### Task instructions
Rewrite everything from the line containing "task: provide the outline of the player's fingers" down through the last of the lines, inclusive, keeping all of it, requests included. Scale every outline coordinate by 1.8, rounding each result to the nearest whole number with halves rounded up.

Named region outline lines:
>> START

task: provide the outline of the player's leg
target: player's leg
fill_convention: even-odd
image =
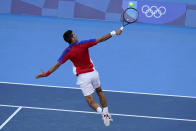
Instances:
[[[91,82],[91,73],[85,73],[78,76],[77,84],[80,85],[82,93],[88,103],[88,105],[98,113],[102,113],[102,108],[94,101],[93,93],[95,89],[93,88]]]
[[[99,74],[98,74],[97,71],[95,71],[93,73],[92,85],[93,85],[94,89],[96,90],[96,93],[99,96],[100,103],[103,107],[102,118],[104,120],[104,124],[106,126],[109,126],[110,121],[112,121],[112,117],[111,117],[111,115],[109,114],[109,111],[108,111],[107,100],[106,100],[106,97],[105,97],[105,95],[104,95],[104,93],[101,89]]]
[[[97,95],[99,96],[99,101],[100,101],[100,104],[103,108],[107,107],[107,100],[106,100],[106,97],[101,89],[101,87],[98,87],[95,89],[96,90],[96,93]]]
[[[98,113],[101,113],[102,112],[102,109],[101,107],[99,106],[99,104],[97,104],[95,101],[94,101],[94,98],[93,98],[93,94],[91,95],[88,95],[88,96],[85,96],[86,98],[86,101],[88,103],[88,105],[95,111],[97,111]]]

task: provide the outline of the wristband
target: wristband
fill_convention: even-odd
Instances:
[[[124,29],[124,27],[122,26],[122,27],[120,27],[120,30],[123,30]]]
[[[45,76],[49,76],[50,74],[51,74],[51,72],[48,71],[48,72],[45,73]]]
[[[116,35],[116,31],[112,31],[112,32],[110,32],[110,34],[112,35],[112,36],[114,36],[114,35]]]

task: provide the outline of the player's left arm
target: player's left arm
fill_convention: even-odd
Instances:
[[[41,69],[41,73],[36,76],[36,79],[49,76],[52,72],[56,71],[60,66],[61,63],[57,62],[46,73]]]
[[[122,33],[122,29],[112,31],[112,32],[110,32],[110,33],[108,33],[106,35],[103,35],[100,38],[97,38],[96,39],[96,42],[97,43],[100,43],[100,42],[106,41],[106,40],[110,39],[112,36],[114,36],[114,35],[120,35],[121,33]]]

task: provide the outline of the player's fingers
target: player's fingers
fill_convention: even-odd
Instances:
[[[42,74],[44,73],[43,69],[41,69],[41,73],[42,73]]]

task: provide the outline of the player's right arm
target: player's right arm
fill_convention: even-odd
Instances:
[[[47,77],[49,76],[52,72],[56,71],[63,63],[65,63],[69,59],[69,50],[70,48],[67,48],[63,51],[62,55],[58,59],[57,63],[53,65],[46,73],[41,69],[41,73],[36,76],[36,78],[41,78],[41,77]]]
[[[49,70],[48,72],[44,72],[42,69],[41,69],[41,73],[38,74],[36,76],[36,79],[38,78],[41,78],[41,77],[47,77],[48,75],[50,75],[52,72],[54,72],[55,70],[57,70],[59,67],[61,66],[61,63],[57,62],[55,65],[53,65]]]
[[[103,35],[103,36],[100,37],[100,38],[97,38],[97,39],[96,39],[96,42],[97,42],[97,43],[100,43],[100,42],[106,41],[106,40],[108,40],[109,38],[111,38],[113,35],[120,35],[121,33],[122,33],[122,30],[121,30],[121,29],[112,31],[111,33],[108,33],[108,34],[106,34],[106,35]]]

>> END

### Full answer
task: provide the outline of the player's fingers
target: player's fingers
fill_convention: even-odd
Instances:
[[[76,133],[79,131],[77,124],[74,124],[74,131],[76,131]]]

task: provide the outline of the player's right arm
target: player's right arm
fill_convention: even-odd
Instances:
[[[85,139],[88,137],[94,130],[101,128],[113,113],[117,113],[124,106],[124,90],[126,86],[121,86],[113,92],[112,99],[104,106],[103,113],[95,117],[83,131],[74,124],[74,131],[65,137],[65,140],[74,140],[74,139]]]
[[[88,126],[86,130],[79,130],[76,124],[74,124],[74,131],[68,133],[65,137],[65,142],[68,140],[74,140],[74,139],[85,139],[86,135],[90,135],[94,130],[97,130],[99,126],[103,126],[106,121],[110,119],[110,113],[103,112],[99,117],[95,117]]]
[[[185,63],[185,65],[180,67],[180,68],[175,68],[175,70],[173,70],[173,76],[175,76],[175,77],[180,77],[180,76],[191,74],[191,72],[194,72],[196,68],[200,68],[203,63],[216,63],[218,59],[220,59],[220,54],[218,54],[218,52],[202,56],[200,59],[194,59],[194,61],[191,61],[191,63]]]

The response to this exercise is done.